WHAT TO WORK ON:
1) In the streaming thread, why did patp's family joke that they knew nothing about new products coming to market? Answer in one to three sentences.
2) Answer these questions about the streaming thread:
(a) What kind of TV did randonneur plug the Firestick into?
(b) What kind of stick does Pudsey_Bear have, and how did he get it?
(c) About how fast does barryd think his friend's internet connection is?
3) From the streaming thread, retype the part that begins with the words containing "I think he has" and ends with "rather than Films.".

PASSAGE:
+++
# Firestick Fire TV Smart TV etc?



## barryd (May 9, 2008)

Going to see a pal tomorrow who has just cancelled his Sky subs (Too expensive or something). He has a big smart TV but asked me what the best subscription is for streaming movies etc.

Im not really up to speed to be honest as I get all mine through "other" channels.

Do you only need a Fire TV stick if you dont have a smart TV? Whats the best thing to go for? Hes a numpty so nothing complicated.

I was just going to check out if netflix was on his TV and get him to sub up for that.


----------



## randonneur (Jan 25, 2007)

I was given a Firestick for Christmas and only just got round to setting it up. The TV I have plugged it into is just an ordinary TV with Freeview built in, nothing special, the Firestick works great and even got my Sony Bluetooth headphones working with it. I haven't subscribed to any of the Apps on it as yet but will look closer at this another time.


----------



## barryd (May 9, 2008)

Thanks. As far as I am aware you dont need one if you have a fancy TV. Ill go and have a look at what he has and take it from there. I hardly ever bother with an actual TV So dont keep up with these things really.


----------



## patp (Apr 30, 2007)

Do keep us posted. I am so fed up with the mainstream channels now. Never thought I would say it. We used to watch BBC almost exclusively, so much so that it was a running family joke that we knew nothing about new products coming to market because we never saw a commercial. Now I have to get busy with the video recorder to catch something decent to watch for when we sit down in the evening. Winter used to be great tv but not any more


----------



## raynipper (Aug 4, 2008)

We have a 'fancy' big and smart TV but anytime I try and get it connected to the net or anything but Freesat, I get asked how long an I going to be messing about cos there is something on regular TV that MUST be watched immediately. So I give up and this has been going on for years now.
Isn't 200 channels enough??

Ray.


----------



## Pudsey_Bear (Sep 25, 2008)

I have a Roku stick one of the members gave me FOC, it works quite well, I don't know if a firestick is any better or not, but if you want to watch Netflix etc, you need to subscribe, it does give access to freeview channels too, but a 20 PVR will do that and record.


----------



## raynipper (Aug 4, 2008)

But it all depends on internet speed and half of us don't have the fast service to watch without buffering or connection problems.
It's all a ploy of manufacturers trying to squeeze more cash from us for questionable benefits.

Ray.


----------



## Pudsey_Bear (Sep 25, 2008)

3rd world countries sometimes get a faster internet than we do here, cable is best if you can get it.


----------



## barryd (May 9, 2008)

Thanks

I think he has a reasonable internet connection. about 10mbps which is pretty good for round here. I Dont think Netflix is very much so it might be the way to go for him if his TV has an app for it otherwise he will need a Fire TV thing I guess. I think there is also Amazon Prime. Not sure which has the best movies. I always thought both were mainly about series rather than Films.

Theres a case of beer in it probably if I get it working this morning.


----------



## Pudsey_Bear (Sep 25, 2008)
+++
EXTRACTED DATA:
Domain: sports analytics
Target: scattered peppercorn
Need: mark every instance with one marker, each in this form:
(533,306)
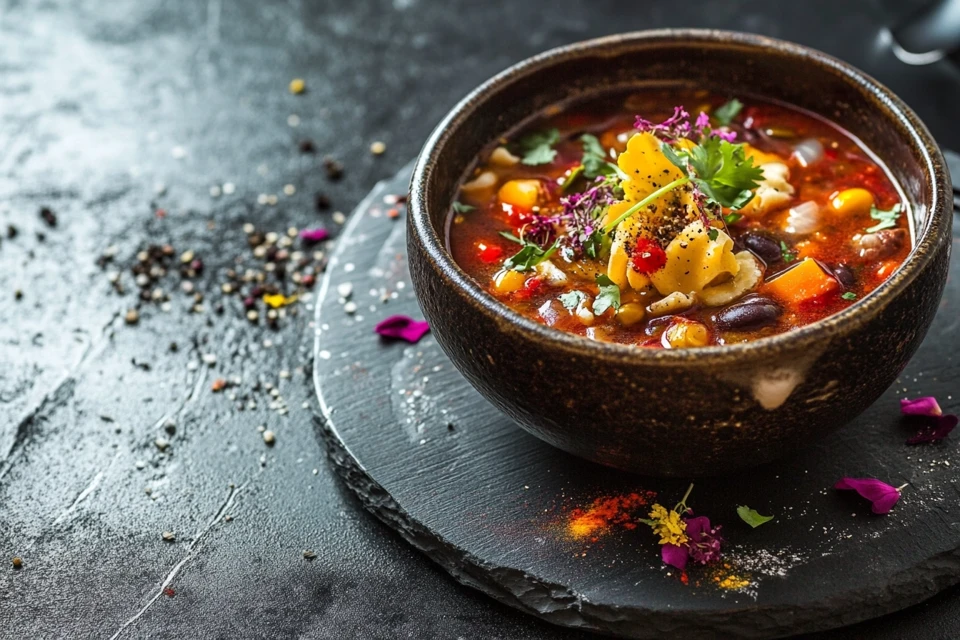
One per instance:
(333,167)
(48,216)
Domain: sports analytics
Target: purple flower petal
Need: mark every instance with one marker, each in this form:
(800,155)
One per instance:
(314,235)
(674,556)
(880,494)
(945,424)
(920,407)
(402,328)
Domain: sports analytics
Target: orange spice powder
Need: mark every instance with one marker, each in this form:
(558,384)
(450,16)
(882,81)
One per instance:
(607,512)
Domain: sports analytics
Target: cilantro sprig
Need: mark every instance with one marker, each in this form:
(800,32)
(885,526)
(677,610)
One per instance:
(719,168)
(609,296)
(887,219)
(537,147)
(529,256)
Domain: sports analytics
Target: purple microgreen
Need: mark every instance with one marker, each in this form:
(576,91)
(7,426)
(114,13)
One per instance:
(674,555)
(314,235)
(881,495)
(937,432)
(751,517)
(926,406)
(402,328)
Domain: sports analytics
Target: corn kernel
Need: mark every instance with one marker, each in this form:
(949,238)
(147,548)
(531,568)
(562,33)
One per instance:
(508,281)
(297,86)
(522,194)
(852,202)
(630,314)
(685,334)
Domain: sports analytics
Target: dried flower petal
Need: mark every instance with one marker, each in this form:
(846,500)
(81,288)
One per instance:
(882,495)
(674,555)
(927,406)
(403,328)
(943,427)
(314,235)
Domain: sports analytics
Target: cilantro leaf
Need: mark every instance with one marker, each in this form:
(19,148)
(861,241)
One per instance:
(529,256)
(751,517)
(785,252)
(537,147)
(572,299)
(721,170)
(725,113)
(887,219)
(609,295)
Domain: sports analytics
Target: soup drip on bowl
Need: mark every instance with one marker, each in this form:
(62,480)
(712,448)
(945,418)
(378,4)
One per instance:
(629,218)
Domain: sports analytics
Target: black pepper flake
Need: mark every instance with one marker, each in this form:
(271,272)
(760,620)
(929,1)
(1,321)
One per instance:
(48,216)
(333,167)
(321,201)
+++
ANSWERS:
1) They watched the BBC almost exclusively, so they never saw a commercial.

2)
(a) An ordinary TV with Freeview built in, nothing special.
(b) A Roku stick, which one of the members gave him FOC.
(c) About 10mbps.

3)
I think he has a reasonable internet connection. about 10mbps which is pretty good for round here. I Dont think Netflix is very much so it might be the way to go for him if his TV has an app for it otherwise he will need a Fire TV thing I guess. I think there is also Amazon Prime. Not sure which has the best movies. I always thought both were mainly about series rather than Films.